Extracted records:
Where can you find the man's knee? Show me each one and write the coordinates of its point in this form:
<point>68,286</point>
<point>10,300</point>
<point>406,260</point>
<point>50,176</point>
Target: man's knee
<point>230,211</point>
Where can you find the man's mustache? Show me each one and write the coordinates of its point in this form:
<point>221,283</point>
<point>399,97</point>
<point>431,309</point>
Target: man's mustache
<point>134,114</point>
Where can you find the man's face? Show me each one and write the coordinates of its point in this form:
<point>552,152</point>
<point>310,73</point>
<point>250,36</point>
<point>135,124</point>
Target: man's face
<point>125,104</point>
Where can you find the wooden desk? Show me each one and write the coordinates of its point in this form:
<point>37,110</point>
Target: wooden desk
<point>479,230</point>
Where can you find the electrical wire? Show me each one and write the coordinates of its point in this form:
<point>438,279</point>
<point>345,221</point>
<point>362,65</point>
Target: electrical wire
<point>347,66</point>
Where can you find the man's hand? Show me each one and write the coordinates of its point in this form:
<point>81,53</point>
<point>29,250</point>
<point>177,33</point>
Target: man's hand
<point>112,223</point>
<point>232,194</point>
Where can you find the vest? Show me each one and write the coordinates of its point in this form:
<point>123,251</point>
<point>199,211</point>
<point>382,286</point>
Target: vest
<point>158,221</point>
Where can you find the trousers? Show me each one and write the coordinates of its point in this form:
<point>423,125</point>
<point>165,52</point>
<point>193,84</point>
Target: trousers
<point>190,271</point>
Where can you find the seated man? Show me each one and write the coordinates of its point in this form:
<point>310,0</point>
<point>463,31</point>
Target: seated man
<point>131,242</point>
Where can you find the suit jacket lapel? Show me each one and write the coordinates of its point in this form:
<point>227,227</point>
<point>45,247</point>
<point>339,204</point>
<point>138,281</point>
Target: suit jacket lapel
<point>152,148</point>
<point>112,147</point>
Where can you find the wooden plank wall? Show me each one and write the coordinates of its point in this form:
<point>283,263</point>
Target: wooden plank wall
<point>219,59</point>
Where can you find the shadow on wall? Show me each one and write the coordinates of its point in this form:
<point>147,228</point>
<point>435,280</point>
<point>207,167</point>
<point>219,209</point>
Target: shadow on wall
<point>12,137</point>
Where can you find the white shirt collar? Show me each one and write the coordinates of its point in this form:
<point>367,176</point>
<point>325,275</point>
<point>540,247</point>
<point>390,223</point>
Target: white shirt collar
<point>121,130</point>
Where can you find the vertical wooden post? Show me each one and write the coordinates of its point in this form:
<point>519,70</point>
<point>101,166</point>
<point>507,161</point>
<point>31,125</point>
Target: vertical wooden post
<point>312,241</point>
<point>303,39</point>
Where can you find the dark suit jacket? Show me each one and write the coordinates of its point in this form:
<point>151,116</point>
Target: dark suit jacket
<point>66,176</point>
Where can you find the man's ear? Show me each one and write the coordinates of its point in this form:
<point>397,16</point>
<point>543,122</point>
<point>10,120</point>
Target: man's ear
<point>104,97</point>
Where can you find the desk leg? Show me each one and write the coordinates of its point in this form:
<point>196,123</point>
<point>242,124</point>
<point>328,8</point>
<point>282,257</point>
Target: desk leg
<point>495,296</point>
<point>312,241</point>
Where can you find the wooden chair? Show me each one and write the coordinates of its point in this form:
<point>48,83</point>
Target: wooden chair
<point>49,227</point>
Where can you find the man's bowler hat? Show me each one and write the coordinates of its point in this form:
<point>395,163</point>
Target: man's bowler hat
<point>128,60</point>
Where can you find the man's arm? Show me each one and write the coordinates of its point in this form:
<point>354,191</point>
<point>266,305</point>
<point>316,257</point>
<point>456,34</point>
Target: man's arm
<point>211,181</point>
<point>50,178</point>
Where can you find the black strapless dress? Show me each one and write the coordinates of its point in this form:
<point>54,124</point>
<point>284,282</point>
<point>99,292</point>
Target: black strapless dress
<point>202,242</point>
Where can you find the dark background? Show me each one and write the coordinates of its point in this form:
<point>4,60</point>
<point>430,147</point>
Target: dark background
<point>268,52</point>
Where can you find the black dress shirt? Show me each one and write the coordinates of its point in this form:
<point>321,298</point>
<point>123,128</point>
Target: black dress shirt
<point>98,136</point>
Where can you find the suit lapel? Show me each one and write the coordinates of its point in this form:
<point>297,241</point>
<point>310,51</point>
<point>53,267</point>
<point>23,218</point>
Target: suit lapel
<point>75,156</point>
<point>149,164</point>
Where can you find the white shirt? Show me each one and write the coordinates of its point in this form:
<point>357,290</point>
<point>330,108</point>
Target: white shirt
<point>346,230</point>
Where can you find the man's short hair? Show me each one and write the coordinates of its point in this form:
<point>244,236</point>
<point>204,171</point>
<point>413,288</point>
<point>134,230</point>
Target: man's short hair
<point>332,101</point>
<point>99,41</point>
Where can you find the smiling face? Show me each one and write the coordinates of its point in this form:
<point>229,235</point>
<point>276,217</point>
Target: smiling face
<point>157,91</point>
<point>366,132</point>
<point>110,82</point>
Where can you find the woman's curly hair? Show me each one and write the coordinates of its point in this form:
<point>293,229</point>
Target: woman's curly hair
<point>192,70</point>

__What to do__. Please make an exact copy of each record.

__Answer space__.
Where can you find the man's knee? Show me each one and write the coordinates of its point in this form:
<point>68,286</point>
<point>10,300</point>
<point>406,260</point>
<point>50,176</point>
Target: man's knee
<point>230,211</point>
Where can you find the man's mustache? Show me each one and write the coordinates of its point in this form:
<point>221,283</point>
<point>399,97</point>
<point>431,309</point>
Target: man's mustache
<point>134,114</point>
Where can you find the man's face? Show me each one and write the coordinates of its point in this form:
<point>552,152</point>
<point>310,73</point>
<point>250,36</point>
<point>135,124</point>
Target: man's face
<point>125,104</point>
Where can you find the wooden desk? Show me each one and write the coordinates of its point in this form:
<point>37,110</point>
Target: wooden desk
<point>479,230</point>
Where can you find the electrical wire? Show me each one and write the coordinates of its point in this form:
<point>438,279</point>
<point>345,221</point>
<point>362,65</point>
Target: electrical wire
<point>347,66</point>
Where can you find the man's hand? Show me each one and write the coordinates of its point in this form:
<point>81,53</point>
<point>29,250</point>
<point>177,33</point>
Target: man's hand
<point>112,223</point>
<point>232,194</point>
Where can you find the vest? Show me each one and write the coordinates of its point in this form:
<point>123,251</point>
<point>199,211</point>
<point>382,286</point>
Target: vest
<point>158,221</point>
Where can you find the trousers? Show me each one and write the coordinates of its point in this form:
<point>423,125</point>
<point>165,52</point>
<point>193,84</point>
Target: trousers
<point>190,271</point>
Where can you find the seated man? Show me each one and write the coordinates of its point in this form:
<point>310,0</point>
<point>463,31</point>
Target: seated man
<point>131,242</point>
Where can you find the suit jacket lapel? Show me each one and write the coordinates of its point in this form:
<point>227,227</point>
<point>45,247</point>
<point>339,204</point>
<point>138,281</point>
Target: suit jacket lapel
<point>152,148</point>
<point>112,147</point>
Where can you find the wooden plank wall? Show me each one and write the coordinates of its point in this form:
<point>283,263</point>
Target: wooden plank wall
<point>219,59</point>
Where can you find the shadow on wall? Show me each one and write the coordinates of its point in this form:
<point>147,228</point>
<point>435,280</point>
<point>207,167</point>
<point>219,209</point>
Target: shadow on wall
<point>12,137</point>
Where can you find the white shirt collar? Show me each one and write the coordinates of its point in this form:
<point>367,176</point>
<point>325,275</point>
<point>540,247</point>
<point>390,223</point>
Target: white shirt collar
<point>121,130</point>
Where can you find the vertical wooden post? Show me each one and write the coordinates of its point in this form:
<point>519,70</point>
<point>101,166</point>
<point>507,161</point>
<point>31,125</point>
Target: vertical wooden post
<point>312,241</point>
<point>303,39</point>
Where can you find the dark suit jacket? Show me each one and write the coordinates of its point in this form:
<point>151,116</point>
Target: dark suit jacket
<point>66,176</point>
Where can you find the man's ear? Show me each one and write the coordinates of its point in this form:
<point>397,16</point>
<point>543,122</point>
<point>10,120</point>
Target: man's ear
<point>104,97</point>
Where can you find the desk leg? Show me each one and write the coordinates of its point in this form:
<point>196,123</point>
<point>242,124</point>
<point>328,8</point>
<point>282,257</point>
Target: desk leg
<point>495,296</point>
<point>312,241</point>
Where can you find the wooden chair? Show me each one and write the coordinates of its point in this form:
<point>48,83</point>
Target: wooden chair
<point>49,227</point>
Where can you find the man's bowler hat? Show me each one and write the coordinates of its point in this form:
<point>395,163</point>
Target: man's bowler hat
<point>128,60</point>
Where can you find the man's arm? Show me each one and write the coordinates of its point in this form:
<point>354,191</point>
<point>266,305</point>
<point>316,257</point>
<point>456,34</point>
Target: man's arm
<point>211,181</point>
<point>50,178</point>
Where can you find the black strapless dress? Show me each one and write the coordinates of its point in this form:
<point>54,124</point>
<point>284,282</point>
<point>99,292</point>
Target: black strapless dress
<point>202,242</point>
Where can you find the dark background? Show me each one and write the coordinates of its point in this form:
<point>4,60</point>
<point>430,147</point>
Target: dark background
<point>268,52</point>
Where can you find the black dress shirt? Show me each one and write the coordinates of its point in this form:
<point>321,298</point>
<point>123,128</point>
Target: black dress shirt
<point>98,136</point>
Where can you find the suit lapel? Show me each one and write the coordinates of its point in this form:
<point>297,241</point>
<point>310,51</point>
<point>53,267</point>
<point>23,218</point>
Target: suit lapel
<point>75,156</point>
<point>149,164</point>
Where can you find the white shirt? Show me each one and write the coordinates of its point in this form:
<point>357,290</point>
<point>330,108</point>
Target: white shirt
<point>346,230</point>
Where can you find the man's short hair? Show me each one and write the coordinates of its point in this form:
<point>244,236</point>
<point>204,171</point>
<point>413,288</point>
<point>134,230</point>
Target: man's short hair
<point>332,101</point>
<point>99,41</point>
Where can you find the smiling face? Show me each one and write the coordinates of its point in this form:
<point>229,235</point>
<point>276,217</point>
Target: smiling face
<point>157,91</point>
<point>366,132</point>
<point>110,82</point>
Where can you find the woman's curly hair? Show me each one and write the coordinates of its point in this form:
<point>293,229</point>
Target: woman's curly hair
<point>192,70</point>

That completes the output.